Region pointing data
* * * * *

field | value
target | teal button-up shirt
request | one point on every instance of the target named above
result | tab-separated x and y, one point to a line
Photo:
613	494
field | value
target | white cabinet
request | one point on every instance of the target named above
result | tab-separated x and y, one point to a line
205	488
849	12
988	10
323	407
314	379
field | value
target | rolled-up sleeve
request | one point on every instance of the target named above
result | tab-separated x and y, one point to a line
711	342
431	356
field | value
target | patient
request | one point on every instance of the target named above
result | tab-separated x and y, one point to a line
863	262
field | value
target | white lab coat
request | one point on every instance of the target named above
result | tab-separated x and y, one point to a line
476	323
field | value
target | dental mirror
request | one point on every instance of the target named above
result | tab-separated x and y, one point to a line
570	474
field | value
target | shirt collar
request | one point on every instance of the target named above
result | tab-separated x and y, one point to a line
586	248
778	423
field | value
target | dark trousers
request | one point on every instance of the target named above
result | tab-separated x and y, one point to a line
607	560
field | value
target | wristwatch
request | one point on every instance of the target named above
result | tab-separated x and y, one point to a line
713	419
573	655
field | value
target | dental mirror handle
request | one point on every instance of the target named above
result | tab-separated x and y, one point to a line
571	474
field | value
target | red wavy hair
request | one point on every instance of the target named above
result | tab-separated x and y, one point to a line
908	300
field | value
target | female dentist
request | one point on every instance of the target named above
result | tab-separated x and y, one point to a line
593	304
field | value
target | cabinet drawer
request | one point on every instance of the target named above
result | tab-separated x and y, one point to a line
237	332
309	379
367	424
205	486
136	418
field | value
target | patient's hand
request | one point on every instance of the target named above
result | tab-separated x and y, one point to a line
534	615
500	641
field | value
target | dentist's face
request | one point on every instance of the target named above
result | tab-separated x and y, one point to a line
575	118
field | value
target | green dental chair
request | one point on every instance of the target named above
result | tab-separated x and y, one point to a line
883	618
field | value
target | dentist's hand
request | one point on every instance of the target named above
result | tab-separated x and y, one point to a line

* * * * *

Reproduce every entry shown above, precisely as it stands.

* **Answer space**
field | value
target | teal button-up shirt
request | one point on every instance of the target named above
result | tab-separated x and y, one point to a line
Photo:
613	494
field | value
target | white cabinet
request | one point on every instance of the target named above
result | tab-separated x and y, one point to a line
205	488
849	12
988	10
323	407
314	379
field | value
target | rolled-up sleeve
request | one point on every instance of the target named above
result | tab-separated x and y, one point to a line
711	342
431	356
field | value
target | patient
request | one point on every instance of the target named above
result | tab-separated x and y, one point to a line
863	262
field | value
target | white lab coat
request | one point on every instance of the target named above
result | tab-separated x and y, one point to a line
476	323
field | value
target | dental mirror
request | one point on every instance of the target named above
result | tab-separated x and y, one point to a line
570	474
field | value
target | shirt collar
request | one point on every instance of the target named above
result | tab-separated x and y, one point to a line
586	248
778	423
field | value
target | dark trousers
request | one point on every instance of the target named above
result | tab-separated x and y, one point to a line
607	560
field | value
target | wristwatch
request | one point on every instance of the target named above
result | tab-separated x and y, one point to a line
713	419
573	655
field | value
target | dental mirror handle
request | one point on every instance of the target named above
result | tab-separated x and y, one point to a line
571	474
field | value
target | red wavy hair
request | one point on every instance of the target named above
result | tab-separated x and y, one point to a line
908	300
field | value
target | female dentist
request | one point on every instance of the target named above
result | tab-separated x and y, one point to a line
593	304
field | value
target | cabinet drawer
request | one point on every instance of the target named above
result | tab-separated x and y, one point to a line
237	332
309	379
367	424
205	486
136	418
field | value
target | patient's hand
request | one point on every instance of the target named above
result | tab-separated x and y, one point to a line
534	615
500	641
field | value
target | dentist's face
request | one point on every instance of the target named above
result | tab-separated x and y, one point to a line
575	118
field | value
target | green dental chair
request | one point on every instance of the target named above
result | tab-separated x and y, one point to a line
883	618
field | value
target | dentist's hand
request | one point on every instance of the target named above
result | tab-separated x and y, one point to a line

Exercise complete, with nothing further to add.